**PROBLEM STATEMENT**
Copy each of the lines below word for word, with nothing changed or left out.

******************************

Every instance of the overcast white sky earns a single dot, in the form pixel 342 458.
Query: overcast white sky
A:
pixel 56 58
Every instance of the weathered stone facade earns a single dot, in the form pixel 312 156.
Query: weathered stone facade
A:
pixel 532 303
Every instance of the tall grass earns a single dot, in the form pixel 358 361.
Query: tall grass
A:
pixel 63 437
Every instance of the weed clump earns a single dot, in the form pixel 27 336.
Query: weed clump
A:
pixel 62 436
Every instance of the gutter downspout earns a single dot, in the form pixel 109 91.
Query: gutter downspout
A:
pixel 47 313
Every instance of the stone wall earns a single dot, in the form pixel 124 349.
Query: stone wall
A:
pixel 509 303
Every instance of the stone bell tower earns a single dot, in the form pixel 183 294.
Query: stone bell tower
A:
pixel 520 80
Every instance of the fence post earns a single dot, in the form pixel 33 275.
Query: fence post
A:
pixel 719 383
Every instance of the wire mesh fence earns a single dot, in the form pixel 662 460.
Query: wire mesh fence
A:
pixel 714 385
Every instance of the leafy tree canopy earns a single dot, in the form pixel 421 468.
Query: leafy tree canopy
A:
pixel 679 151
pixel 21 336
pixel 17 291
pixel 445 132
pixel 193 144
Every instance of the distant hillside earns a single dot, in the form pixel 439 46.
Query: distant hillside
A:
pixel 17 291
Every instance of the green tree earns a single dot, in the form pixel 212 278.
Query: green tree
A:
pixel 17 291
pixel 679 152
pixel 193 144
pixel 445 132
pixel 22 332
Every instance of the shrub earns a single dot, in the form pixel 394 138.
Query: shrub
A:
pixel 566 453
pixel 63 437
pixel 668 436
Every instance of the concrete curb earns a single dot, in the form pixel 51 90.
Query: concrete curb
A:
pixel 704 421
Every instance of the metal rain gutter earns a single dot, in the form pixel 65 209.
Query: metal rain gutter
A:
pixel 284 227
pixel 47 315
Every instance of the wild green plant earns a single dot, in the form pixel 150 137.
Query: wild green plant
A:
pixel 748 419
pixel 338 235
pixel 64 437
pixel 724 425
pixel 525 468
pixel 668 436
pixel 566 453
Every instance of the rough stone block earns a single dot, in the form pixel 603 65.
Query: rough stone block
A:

******************************

**OUTPUT FOR THIS EXERCISE**
Every instance of the overcast white sky earns a single dot, in the form pixel 342 458.
Query: overcast white sky
A:
pixel 56 58
Every instance of the weathered stone facade earns a single dot, in the form pixel 312 156.
Query: weathered stone facade
A:
pixel 532 303
Every instance of the tall grass earns a single dot, in the form pixel 358 361.
Query: tall grass
A:
pixel 63 437
Every instance of the weed clump earns a single dot, in the form pixel 27 336.
Query: weed clump
A:
pixel 62 436
Every instance of the gutter downspout earns a single dot, in the form pixel 109 91.
Query: gutter downspout
A:
pixel 47 313
Every instance of the stone wall earns a single dot, in the form pixel 124 349.
Query: stone wall
A:
pixel 509 303
Every instance of the stone bell tower earns a single dot, in the form pixel 183 294.
Query: stone bell tower
A:
pixel 520 80
Every instance of the fence post earns a single dot, in the form pixel 33 275.
Query: fence post
A:
pixel 719 383
Every instance of the wire mesh fence earns a single dot, in the form pixel 662 460.
Query: wire mesh fence
A:
pixel 714 385
Every instance of the leafy tree canopy earns a single dot, in the form pixel 421 468.
Query: leafy tree canopy
A:
pixel 679 151
pixel 21 336
pixel 17 291
pixel 445 132
pixel 193 144
Every instance of the distant hillside earns a single dot, in the form pixel 439 46.
Query: distant hillside
A:
pixel 17 291
Every instance of the green tree earns a single dot, in the form pixel 212 278.
Query: green tree
A:
pixel 17 291
pixel 679 152
pixel 193 144
pixel 445 132
pixel 22 332
Every instance of the shrub earns a single dot, in the form pixel 394 138.
Query: shrub
A:
pixel 566 453
pixel 63 437
pixel 668 436
Every instance of the concrete curb earns a single dot, in the form pixel 51 90.
Query: concrete curb
A:
pixel 704 421
Every instance of the metal rain gutter earns a single dot, in the form pixel 65 209.
Query: metal rain gutter
A:
pixel 284 227
pixel 47 315
Every instance of the wild green plant earns a single dot, in the form pixel 150 137.
Query: wild green plant
A:
pixel 748 419
pixel 338 235
pixel 64 437
pixel 724 425
pixel 525 468
pixel 668 436
pixel 566 453
Every instance of the rough stone block earns a single dot, in the form pixel 603 65.
Query: rough stone block
A:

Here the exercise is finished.